═══ Supplied text ═══

# Week 4 notes

Semantic Text Similarity

- Useful when grouping words by their meaning  
- Useful as a building block in national language understanding tasks  
    - Textual entailment  
    - Paraphrasing

# WordNet

- a symantic dictionary, interlinked by semantic relations  
- Includes rich linguistic information- part of speech, word sense, synonyms, etc  
- Machine-readable, freely available  
- Organizes information in a hierarchy. Calculate path similarity: Find the shortest path between two concepts, similarity is inversely related to path distance  
    - Lowest common subsumer (LCS): the closest ancestor to two separate concepts  
    - Lin similarity: Uses LCS to measure similarity
    
How to do all this in Python?

═══ Dataset ═══

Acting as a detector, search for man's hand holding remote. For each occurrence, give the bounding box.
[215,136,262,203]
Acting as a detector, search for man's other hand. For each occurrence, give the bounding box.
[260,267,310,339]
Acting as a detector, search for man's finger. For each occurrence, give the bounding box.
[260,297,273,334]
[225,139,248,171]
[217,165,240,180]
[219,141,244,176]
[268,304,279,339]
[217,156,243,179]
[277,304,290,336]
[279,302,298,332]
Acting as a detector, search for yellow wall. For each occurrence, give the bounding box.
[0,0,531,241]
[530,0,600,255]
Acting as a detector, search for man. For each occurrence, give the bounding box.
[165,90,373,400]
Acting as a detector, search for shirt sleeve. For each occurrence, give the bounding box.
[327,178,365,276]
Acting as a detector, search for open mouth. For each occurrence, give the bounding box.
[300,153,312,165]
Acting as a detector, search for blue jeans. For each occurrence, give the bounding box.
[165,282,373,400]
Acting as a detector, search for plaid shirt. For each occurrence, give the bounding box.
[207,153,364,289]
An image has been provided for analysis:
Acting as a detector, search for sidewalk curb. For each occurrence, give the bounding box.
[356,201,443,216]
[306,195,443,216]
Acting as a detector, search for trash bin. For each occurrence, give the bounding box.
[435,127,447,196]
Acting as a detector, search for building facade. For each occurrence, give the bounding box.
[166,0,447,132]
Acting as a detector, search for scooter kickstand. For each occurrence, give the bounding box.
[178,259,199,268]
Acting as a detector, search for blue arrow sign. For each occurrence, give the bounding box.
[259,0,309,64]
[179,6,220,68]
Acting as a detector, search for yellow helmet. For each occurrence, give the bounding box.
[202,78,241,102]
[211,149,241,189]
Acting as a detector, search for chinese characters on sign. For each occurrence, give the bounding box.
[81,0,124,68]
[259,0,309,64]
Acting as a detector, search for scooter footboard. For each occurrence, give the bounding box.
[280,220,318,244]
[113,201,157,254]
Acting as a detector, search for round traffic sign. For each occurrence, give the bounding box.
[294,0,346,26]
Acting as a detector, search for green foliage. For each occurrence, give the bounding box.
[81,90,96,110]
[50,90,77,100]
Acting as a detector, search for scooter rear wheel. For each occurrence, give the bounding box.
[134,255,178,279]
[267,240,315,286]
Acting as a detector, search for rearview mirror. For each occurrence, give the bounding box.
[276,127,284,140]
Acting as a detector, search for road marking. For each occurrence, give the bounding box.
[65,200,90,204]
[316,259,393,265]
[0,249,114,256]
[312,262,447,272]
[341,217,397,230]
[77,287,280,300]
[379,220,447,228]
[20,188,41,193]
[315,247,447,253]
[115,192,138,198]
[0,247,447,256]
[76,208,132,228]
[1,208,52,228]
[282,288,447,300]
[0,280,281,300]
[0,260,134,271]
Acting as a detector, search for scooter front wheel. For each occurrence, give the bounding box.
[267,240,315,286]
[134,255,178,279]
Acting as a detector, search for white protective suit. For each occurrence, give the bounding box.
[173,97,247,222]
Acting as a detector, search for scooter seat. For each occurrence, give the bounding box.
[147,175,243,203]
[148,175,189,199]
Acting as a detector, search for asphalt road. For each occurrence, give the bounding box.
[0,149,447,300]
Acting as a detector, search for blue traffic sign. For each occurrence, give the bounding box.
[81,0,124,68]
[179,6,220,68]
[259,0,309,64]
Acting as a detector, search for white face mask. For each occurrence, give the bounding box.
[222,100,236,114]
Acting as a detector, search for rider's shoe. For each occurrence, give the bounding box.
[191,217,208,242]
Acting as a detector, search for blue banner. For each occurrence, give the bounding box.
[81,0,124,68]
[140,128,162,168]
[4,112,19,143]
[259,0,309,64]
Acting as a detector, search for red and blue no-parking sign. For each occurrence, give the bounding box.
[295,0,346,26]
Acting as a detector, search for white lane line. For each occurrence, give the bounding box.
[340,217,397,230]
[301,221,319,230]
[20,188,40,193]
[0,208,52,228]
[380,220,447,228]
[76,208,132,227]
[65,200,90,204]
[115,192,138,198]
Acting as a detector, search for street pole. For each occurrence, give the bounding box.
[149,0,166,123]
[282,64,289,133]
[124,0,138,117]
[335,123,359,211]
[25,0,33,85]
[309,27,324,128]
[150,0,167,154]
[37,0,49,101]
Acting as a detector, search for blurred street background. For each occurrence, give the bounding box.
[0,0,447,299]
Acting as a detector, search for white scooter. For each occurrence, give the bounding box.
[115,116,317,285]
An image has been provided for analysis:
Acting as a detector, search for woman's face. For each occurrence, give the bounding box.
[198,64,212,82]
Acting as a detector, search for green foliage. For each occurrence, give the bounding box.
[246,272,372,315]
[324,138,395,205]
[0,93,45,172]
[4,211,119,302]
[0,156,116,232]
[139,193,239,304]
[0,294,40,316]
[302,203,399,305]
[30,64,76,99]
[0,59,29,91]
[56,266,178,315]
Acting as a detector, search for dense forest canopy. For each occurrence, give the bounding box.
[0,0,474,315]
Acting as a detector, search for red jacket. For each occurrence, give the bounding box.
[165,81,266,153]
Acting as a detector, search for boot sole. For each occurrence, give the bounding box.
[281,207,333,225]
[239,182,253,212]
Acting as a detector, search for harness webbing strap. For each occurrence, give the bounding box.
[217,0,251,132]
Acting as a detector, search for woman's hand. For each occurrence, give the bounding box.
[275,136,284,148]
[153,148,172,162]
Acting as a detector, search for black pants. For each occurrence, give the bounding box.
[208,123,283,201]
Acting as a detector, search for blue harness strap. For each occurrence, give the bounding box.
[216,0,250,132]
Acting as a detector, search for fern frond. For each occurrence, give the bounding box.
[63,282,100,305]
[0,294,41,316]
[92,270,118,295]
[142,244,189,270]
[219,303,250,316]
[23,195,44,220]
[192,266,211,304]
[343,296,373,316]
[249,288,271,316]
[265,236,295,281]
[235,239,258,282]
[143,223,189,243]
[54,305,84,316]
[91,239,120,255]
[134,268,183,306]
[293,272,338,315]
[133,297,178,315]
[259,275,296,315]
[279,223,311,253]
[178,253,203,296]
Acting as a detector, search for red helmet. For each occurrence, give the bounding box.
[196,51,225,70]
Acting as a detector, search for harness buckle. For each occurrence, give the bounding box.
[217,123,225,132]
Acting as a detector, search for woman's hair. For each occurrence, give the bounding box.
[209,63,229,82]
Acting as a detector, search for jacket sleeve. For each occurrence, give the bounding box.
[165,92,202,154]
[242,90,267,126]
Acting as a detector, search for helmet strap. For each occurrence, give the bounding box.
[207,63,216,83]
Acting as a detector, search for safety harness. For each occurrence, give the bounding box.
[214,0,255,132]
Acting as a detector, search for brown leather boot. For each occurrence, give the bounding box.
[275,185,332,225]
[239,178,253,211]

═══

**Given instruction**
Can you return the passage of the Week 4 notes starting with "- a symantic" and going on through "this in Python?", copied word for word?

**The result**
- a symantic dictionary, interlinked by semantic relations  
- Includes rich linguistic information- part of speech, word sense, synonyms, etc  
- Machine-readable, freely available  
- Organizes information in a hierarchy. Calculate path similarity: Find the shortest path between two concepts, similarity is inversely related to path distance  
    - Lowest common subsumer (LCS): the closest ancestor to two separate concepts  
    - Lin similarity: Uses LCS to measure similarity
    
How to do all this in Python?